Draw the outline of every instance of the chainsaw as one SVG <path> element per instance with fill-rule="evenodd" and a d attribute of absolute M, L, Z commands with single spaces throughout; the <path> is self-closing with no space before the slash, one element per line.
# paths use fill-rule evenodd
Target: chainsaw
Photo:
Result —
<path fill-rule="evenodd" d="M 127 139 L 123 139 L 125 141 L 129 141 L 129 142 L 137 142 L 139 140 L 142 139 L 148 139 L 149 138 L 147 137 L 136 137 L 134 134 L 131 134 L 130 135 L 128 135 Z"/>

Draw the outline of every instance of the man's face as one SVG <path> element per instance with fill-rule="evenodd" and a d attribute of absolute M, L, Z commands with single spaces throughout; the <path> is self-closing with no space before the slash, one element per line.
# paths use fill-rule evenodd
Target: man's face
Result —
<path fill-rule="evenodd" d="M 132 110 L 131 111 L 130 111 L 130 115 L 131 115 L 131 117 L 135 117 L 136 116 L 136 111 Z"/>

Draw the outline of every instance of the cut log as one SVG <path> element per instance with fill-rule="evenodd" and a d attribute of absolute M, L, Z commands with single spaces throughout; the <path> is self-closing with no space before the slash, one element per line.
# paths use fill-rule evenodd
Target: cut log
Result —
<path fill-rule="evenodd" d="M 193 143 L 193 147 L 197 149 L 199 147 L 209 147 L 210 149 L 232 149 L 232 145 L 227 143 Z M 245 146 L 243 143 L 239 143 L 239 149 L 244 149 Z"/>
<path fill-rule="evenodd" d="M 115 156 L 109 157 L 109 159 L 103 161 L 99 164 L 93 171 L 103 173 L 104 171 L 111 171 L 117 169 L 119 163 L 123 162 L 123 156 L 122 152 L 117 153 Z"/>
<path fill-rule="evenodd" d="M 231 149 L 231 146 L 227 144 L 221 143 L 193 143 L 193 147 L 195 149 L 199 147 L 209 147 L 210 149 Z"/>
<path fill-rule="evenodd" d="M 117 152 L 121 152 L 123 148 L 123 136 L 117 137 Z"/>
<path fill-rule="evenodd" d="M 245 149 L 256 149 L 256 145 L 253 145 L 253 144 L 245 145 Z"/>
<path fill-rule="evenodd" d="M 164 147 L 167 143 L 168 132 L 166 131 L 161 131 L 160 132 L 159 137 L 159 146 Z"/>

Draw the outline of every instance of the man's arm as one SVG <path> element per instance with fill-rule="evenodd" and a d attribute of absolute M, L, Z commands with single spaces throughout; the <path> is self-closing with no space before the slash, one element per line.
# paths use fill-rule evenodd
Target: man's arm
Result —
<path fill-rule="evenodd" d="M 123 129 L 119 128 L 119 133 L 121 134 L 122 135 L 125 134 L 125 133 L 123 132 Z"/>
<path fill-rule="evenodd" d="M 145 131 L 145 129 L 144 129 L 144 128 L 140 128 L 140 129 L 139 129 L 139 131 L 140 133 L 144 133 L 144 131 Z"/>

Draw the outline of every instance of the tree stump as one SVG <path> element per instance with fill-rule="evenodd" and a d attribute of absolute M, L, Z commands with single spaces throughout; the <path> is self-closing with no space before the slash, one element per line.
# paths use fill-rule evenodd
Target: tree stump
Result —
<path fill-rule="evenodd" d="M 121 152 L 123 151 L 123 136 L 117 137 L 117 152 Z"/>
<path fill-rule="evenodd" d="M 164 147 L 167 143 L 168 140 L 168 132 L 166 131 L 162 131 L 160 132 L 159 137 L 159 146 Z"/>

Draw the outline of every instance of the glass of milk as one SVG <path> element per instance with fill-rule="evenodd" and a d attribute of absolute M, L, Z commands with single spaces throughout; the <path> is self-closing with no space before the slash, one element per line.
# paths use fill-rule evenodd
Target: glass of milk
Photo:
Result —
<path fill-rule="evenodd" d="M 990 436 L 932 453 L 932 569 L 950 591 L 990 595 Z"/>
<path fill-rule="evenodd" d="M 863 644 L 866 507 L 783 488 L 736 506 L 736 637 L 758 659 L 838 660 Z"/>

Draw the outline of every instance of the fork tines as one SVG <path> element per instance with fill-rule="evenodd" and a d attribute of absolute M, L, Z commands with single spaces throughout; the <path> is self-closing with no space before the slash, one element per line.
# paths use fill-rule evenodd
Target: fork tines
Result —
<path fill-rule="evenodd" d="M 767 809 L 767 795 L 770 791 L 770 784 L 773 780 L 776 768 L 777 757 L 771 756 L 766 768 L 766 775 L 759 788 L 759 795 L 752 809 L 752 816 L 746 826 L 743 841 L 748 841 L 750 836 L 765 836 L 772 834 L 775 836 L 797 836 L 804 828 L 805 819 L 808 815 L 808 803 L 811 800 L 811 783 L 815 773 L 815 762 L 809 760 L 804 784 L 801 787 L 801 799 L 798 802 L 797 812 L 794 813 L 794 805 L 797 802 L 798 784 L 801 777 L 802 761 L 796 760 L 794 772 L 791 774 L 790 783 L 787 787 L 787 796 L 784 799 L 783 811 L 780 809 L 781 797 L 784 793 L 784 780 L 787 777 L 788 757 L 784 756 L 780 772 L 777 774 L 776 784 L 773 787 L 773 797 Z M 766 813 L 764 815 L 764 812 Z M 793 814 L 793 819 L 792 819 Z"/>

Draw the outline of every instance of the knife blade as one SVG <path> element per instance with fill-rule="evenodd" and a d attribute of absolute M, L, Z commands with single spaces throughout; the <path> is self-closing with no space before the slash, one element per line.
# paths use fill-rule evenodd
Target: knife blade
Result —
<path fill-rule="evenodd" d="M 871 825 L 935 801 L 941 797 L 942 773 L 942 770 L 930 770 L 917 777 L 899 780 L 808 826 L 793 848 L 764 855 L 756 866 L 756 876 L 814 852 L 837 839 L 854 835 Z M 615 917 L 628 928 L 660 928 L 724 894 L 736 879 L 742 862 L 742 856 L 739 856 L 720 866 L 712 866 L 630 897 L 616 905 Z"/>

════════

- **Short exercise**: Rewrite all of the data above, replacing "Target" with "Object" and keeping everything else as it is.

- **Full solution**:
Draw the outline of every instance of the chainsaw as one SVG <path> element per instance with fill-rule="evenodd" and a d attribute of absolute M, L, Z commands with single spaces throughout; the <path> is self-closing with no space before the slash, one element per line.
# paths use fill-rule evenodd
Object: chainsaw
Photo:
Result —
<path fill-rule="evenodd" d="M 127 139 L 123 139 L 125 141 L 129 141 L 129 142 L 137 142 L 139 140 L 142 139 L 148 139 L 149 138 L 147 137 L 136 137 L 134 134 L 131 134 L 130 135 L 128 135 Z"/>

Draw the outline of every instance of the man's face as one SVG <path> element per instance with fill-rule="evenodd" and a d attribute of absolute M, L, Z commands with single spaces throughout; the <path> is self-closing with no space before the slash, one element per line.
# paths use fill-rule evenodd
Object: man's face
Result —
<path fill-rule="evenodd" d="M 132 110 L 131 111 L 130 111 L 130 115 L 131 115 L 131 117 L 135 117 L 136 116 L 136 111 Z"/>

Draw the outline of every instance of the cut log as one SVG <path> element per instance with fill-rule="evenodd" and a d attribute of absolute M, L, Z commands with single spaces throughout; the <path> is self-closing with no space before the slash, one element per line.
# paths use fill-rule evenodd
Object: cut log
Result —
<path fill-rule="evenodd" d="M 193 143 L 193 147 L 197 149 L 199 147 L 209 147 L 210 149 L 232 149 L 232 145 L 227 143 Z M 245 146 L 243 143 L 239 143 L 239 149 L 244 149 Z"/>
<path fill-rule="evenodd" d="M 115 156 L 109 157 L 109 159 L 103 161 L 99 164 L 93 171 L 103 173 L 104 171 L 111 171 L 117 169 L 119 163 L 123 162 L 123 156 L 122 152 L 117 153 Z"/>
<path fill-rule="evenodd" d="M 231 149 L 231 146 L 227 144 L 221 143 L 193 143 L 193 147 L 195 149 L 199 147 L 209 147 L 210 149 Z"/>
<path fill-rule="evenodd" d="M 117 152 L 121 152 L 123 148 L 123 136 L 117 137 Z"/>
<path fill-rule="evenodd" d="M 245 149 L 256 149 L 256 145 L 253 145 L 253 144 L 245 145 Z"/>
<path fill-rule="evenodd" d="M 164 147 L 167 143 L 168 132 L 166 131 L 161 131 L 160 132 L 159 137 L 159 146 Z"/>

Draw the outline of every instance of the man's arm as one SVG <path> element per instance with fill-rule="evenodd" and a d attribute of absolute M, L, Z commands with single spaces throughout; the <path> is self-closing with no space before the slash, one element per line.
# paths use fill-rule evenodd
Object: man's arm
Result —
<path fill-rule="evenodd" d="M 123 129 L 119 128 L 119 133 L 121 134 L 122 135 L 125 134 L 125 133 L 123 132 Z"/>
<path fill-rule="evenodd" d="M 145 131 L 145 129 L 144 129 L 144 128 L 140 128 L 140 129 L 139 129 L 139 131 L 140 133 L 144 133 L 144 131 Z"/>

Draw the outline of every instance of the tree stump as one SVG <path> element per instance with fill-rule="evenodd" and a d attribute of absolute M, L, Z commands with single spaces throughout; the <path> is self-closing with no space before the slash, one element per line.
# paths use fill-rule evenodd
Object: tree stump
Result —
<path fill-rule="evenodd" d="M 121 152 L 123 151 L 123 136 L 117 137 L 117 152 Z"/>
<path fill-rule="evenodd" d="M 164 147 L 167 143 L 168 140 L 168 132 L 166 131 L 162 131 L 160 132 L 159 137 L 159 146 Z"/>

Draw the outline of every instance of the glass of milk as one SVG <path> element per instance with fill-rule="evenodd" and a d attribute of absolute M, L, Z commands with single spaces throughout; the <path> is self-closing with no space before the slash, one element per line.
# paths use fill-rule evenodd
Object: glass of milk
Photo:
Result —
<path fill-rule="evenodd" d="M 990 436 L 932 453 L 932 569 L 950 591 L 990 595 Z"/>
<path fill-rule="evenodd" d="M 863 644 L 866 507 L 783 488 L 736 506 L 736 637 L 758 659 L 838 660 Z"/>

Draw the outline of every instance of the fork tines as one SVG <path> element per instance with fill-rule="evenodd" and a d attribute of absolute M, L, Z commands with single spaces throughout; the <path> is self-closing with no space before the slash, one element per line.
# paths use fill-rule evenodd
Object: fork tines
Result —
<path fill-rule="evenodd" d="M 767 809 L 767 795 L 770 791 L 770 784 L 773 780 L 776 768 L 777 757 L 771 756 L 766 768 L 766 775 L 759 788 L 759 795 L 752 809 L 752 816 L 746 826 L 743 841 L 748 841 L 750 836 L 765 836 L 772 834 L 775 836 L 797 836 L 804 828 L 805 819 L 808 815 L 808 803 L 811 800 L 811 783 L 815 773 L 815 762 L 809 760 L 804 784 L 801 787 L 801 799 L 798 802 L 797 812 L 794 813 L 794 805 L 797 802 L 798 784 L 801 777 L 802 761 L 796 760 L 794 772 L 791 774 L 790 783 L 787 787 L 787 796 L 784 799 L 783 811 L 780 809 L 781 797 L 784 793 L 784 780 L 787 777 L 788 757 L 784 756 L 780 772 L 777 774 L 776 784 L 773 787 L 773 797 Z M 766 813 L 764 815 L 764 812 Z M 793 814 L 793 819 L 792 819 Z"/>

Draw the outline of every instance of the knife blade as one SVG <path> element per instance with fill-rule="evenodd" and a d attribute of absolute M, L, Z commands with single spaces throughout; the <path> is self-closing with no space before the slash, one element per line.
# paths use fill-rule evenodd
Object: knife blade
Result —
<path fill-rule="evenodd" d="M 871 825 L 935 801 L 941 797 L 942 773 L 942 770 L 930 770 L 917 777 L 899 780 L 808 826 L 793 848 L 764 855 L 756 866 L 756 876 L 814 852 L 837 839 L 854 835 Z M 615 917 L 628 928 L 660 928 L 724 894 L 736 879 L 742 862 L 742 856 L 739 856 L 720 866 L 712 866 L 630 897 L 616 905 Z"/>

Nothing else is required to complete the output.